▸ WHAT NEEDS TO BE DONE:
Print every one of the entries below word for word, leaving out the pictures.

▸ MATERIAL PROVIDED:
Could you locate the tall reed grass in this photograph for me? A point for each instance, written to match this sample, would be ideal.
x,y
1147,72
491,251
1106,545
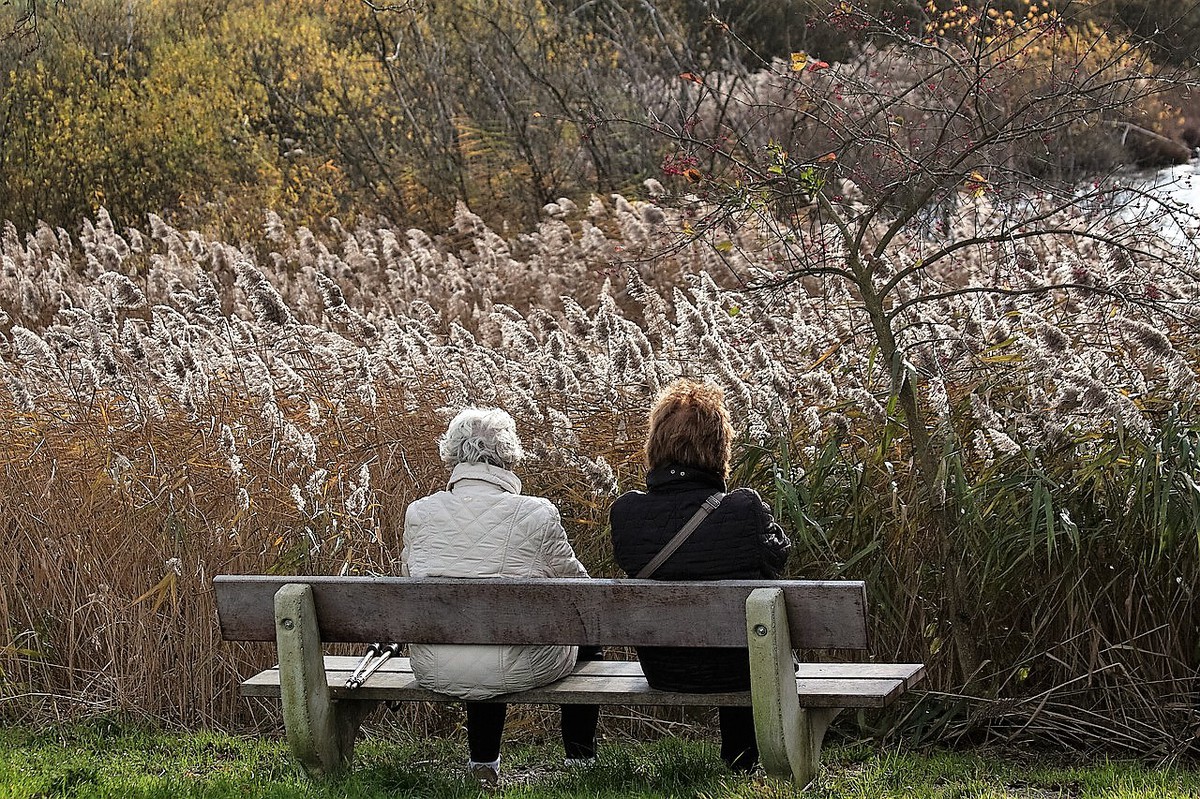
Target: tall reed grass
x,y
178,407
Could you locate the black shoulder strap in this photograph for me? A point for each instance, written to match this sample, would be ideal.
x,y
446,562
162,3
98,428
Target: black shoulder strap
x,y
682,535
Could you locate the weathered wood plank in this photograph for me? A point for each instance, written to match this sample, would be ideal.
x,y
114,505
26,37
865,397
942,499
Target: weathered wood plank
x,y
911,673
625,612
600,689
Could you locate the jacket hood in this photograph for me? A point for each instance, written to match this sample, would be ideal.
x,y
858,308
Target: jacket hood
x,y
498,476
679,476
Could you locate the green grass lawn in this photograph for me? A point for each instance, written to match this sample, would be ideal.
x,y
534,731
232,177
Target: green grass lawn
x,y
106,761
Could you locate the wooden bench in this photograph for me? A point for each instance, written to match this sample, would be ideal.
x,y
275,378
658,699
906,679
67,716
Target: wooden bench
x,y
792,706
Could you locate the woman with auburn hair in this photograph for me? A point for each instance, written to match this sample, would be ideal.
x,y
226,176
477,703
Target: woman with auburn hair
x,y
688,462
483,526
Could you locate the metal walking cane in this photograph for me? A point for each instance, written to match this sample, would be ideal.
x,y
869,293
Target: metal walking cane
x,y
355,677
381,654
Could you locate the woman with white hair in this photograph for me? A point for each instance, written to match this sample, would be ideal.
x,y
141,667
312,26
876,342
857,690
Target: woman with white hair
x,y
483,526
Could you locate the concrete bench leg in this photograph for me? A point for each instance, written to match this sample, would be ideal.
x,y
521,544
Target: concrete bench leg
x,y
789,736
321,731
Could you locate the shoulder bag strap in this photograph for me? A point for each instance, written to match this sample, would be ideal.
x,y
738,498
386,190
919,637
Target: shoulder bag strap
x,y
682,535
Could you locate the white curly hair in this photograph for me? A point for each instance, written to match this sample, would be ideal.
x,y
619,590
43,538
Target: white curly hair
x,y
481,436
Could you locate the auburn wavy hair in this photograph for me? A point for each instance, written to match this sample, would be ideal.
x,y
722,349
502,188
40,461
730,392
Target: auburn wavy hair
x,y
690,425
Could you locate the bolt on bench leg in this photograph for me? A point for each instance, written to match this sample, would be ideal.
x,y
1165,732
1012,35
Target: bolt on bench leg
x,y
789,736
321,730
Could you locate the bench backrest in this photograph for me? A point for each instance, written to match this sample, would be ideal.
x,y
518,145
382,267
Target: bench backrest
x,y
822,614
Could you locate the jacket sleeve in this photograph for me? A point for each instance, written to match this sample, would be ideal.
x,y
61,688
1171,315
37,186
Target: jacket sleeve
x,y
556,550
403,551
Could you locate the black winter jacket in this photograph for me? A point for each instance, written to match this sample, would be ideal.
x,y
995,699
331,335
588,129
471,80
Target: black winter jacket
x,y
739,540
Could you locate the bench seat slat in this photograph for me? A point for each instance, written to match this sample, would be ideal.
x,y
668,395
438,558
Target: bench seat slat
x,y
622,683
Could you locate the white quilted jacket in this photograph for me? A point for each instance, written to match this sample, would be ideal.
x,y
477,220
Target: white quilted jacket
x,y
483,527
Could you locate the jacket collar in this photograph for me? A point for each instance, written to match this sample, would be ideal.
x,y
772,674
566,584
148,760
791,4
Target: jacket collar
x,y
677,476
501,478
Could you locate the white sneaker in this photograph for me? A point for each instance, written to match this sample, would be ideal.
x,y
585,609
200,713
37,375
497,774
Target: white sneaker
x,y
486,774
579,762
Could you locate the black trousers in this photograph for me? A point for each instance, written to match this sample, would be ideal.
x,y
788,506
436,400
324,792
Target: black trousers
x,y
485,727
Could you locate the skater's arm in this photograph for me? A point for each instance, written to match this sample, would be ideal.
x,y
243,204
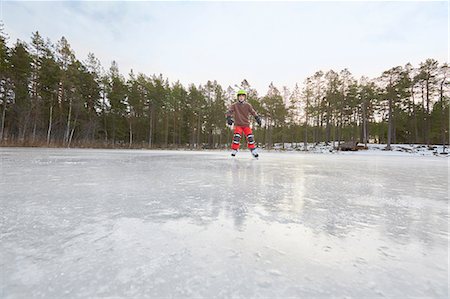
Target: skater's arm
x,y
229,114
255,115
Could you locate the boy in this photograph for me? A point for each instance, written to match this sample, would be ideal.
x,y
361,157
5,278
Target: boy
x,y
241,110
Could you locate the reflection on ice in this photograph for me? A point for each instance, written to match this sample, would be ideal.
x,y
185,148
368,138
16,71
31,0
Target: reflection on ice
x,y
81,223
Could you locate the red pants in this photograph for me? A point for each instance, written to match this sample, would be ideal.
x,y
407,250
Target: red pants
x,y
238,134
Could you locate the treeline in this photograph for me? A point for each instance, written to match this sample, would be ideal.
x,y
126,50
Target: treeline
x,y
48,97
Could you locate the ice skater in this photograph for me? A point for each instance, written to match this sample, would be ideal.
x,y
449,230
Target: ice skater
x,y
241,111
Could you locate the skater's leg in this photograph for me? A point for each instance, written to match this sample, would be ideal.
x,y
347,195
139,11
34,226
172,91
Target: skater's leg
x,y
250,138
251,141
236,138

▸ FINISHED ANSWER:
Could you locate the tall reed grass in this photograph for me? A point for each instance, written to match this sample, would be ideal.
x,y
1147,72
491,251
1106,545
Target: tall reed grass
x,y
178,407
Could you locate the black shoulder strap in this photograph for me? A point for each instance, written to match this sample, would be ideal.
x,y
446,562
162,3
98,428
Target: black shoulder strap
x,y
682,535
Could you locate the weathered wood plank in this photograph for me? A point for each instance, written to match this sample, would be ideal.
x,y
114,505
26,37
865,397
942,499
Target: weathered wood plank
x,y
911,673
625,612
600,689
Could you locate the jacket hood in this photograph for me? A point for each instance, written to match this sample, would be ideal.
x,y
858,308
Target: jacket hood
x,y
498,476
679,476
Could you locate the green grass lawn in this photograph for me? A point for each instance, written to match this sample, would be ideal.
x,y
534,731
232,177
Target: green grass lawn
x,y
106,761
Could you locate the wooden bench in this photograph for me? A point for each instance, written to match this sample, would be ideal.
x,y
275,378
658,699
906,679
67,716
Target: wooden bench
x,y
792,706
Could you locate the woman with auburn hair in this photograph for me? A point for each instance, written to match this sample, would be ideal.
x,y
226,176
477,703
Target: woman with auburn hair
x,y
688,462
483,526
Could you locate the metal walking cane in this photograph for me? A point for each instance, written to match this sample, would be ideal.
x,y
869,293
Target: metal walking cane
x,y
355,677
381,654
Could you locate the woman with white hair in this photograph for me? A point for each instance, written to match this sample, would be ideal.
x,y
141,667
312,26
876,342
857,690
Target: woman with white hair
x,y
483,526
Could you locate the concrete bench leg in this photograph for me? A point for each instance, written to match this sample, would be ideal.
x,y
521,544
Target: concrete bench leg
x,y
789,736
321,731
Could you locate the shoulder bag strap in this photograph for me? A point for each instance, written to match this sample, would be ideal.
x,y
738,498
386,190
919,637
Target: shoulder bag strap
x,y
682,535
Could you locate the white curly hair in this photograph for me? A point for each instance, written to match this sample, would be ideal.
x,y
619,590
43,538
Target: white curly hair
x,y
481,436
Could you locate the auburn wavy hair in this photograph for me? A point for each instance, written to match this sample, would be ideal.
x,y
722,349
502,188
40,461
730,392
Target: auburn wavy hair
x,y
690,425
Could you locate the bolt on bench leg in this photograph for me? A point for each instance, written to match this sample, would be ideal.
x,y
1165,732
1012,35
Target: bolt on bench leg
x,y
789,736
321,730
Could you locate the bench backrest in this photograph for me? A point for each instance, written to match this sample, would be ideal.
x,y
518,145
382,267
Target: bench backrest
x,y
822,614
Could you locate the jacket sleeve in this photograph for me? A point for each instance, written to match this sample, would be ideal.
x,y
61,688
1171,315
37,186
Target: jacket sleeve
x,y
556,550
403,551
Could you locate the black winter jacket in this photograph for me? A point for each instance, written to match this sample, would be ideal.
x,y
995,699
331,335
588,129
471,80
Target: black winter jacket
x,y
739,540
Could you locate the bench seat slat in this photograph for me? A point for each instance, written to match this sample, would be ideal.
x,y
668,395
438,558
Target: bench seat slat
x,y
622,683
Could you locate the white quilted jacket in this photograph for me? A point for each instance, written to match this sample, would be ideal.
x,y
477,220
Target: white quilted jacket
x,y
483,527
Could you locate the jacket collar in this photograph for me? A point for each instance, written to match this sample, would be ideal.
x,y
772,674
566,584
148,760
791,4
Target: jacket collar
x,y
677,476
501,478
Could you locate the white sneaker in this photograph for me? A point for each instance, written to match this sample, would be ideal.
x,y
585,609
200,713
37,375
497,774
Target: white sneaker
x,y
486,774
579,762
Could you locate the black trousers in this photograph for me? A point for each instance, written to match this sample, would be ideal.
x,y
788,506
436,400
324,792
Target: black trousers
x,y
485,727
Could you locate the skater's arm in this photograph for me? A point for each instance, written to match this sample, would be ideal.
x,y
243,204
Target: skater's arm
x,y
229,114
255,115
Could you locate the boy in this photograph for me? A point for each instance, written to match this sample, would be ideal.
x,y
361,157
5,278
Target: boy
x,y
241,110
Could you locate the reflection on ice in this photograph for me? A point for each instance, written to match this sample, would be ideal.
x,y
185,148
368,138
16,71
31,0
Target: reflection on ice
x,y
81,223
Could you locate the red pants in this photograph for me? A point for each instance, written to match this sample, would be ideal.
x,y
407,250
Target: red pants
x,y
238,134
Could you locate the treeline in this photograph for me? A point for each instance, written to match this sample, would be ideal.
x,y
126,50
Target: treeline
x,y
48,97
Could you locate the ice skater in this photograph for me? A point for each instance, written to match this sample, would be ideal.
x,y
449,230
Target: ice skater
x,y
241,111
Could you locate the skater's leg in this photograph for me? A point for each instance, written to match this sample, would be ideal.
x,y
347,195
139,11
34,226
172,91
Target: skater's leg
x,y
250,138
251,141
236,138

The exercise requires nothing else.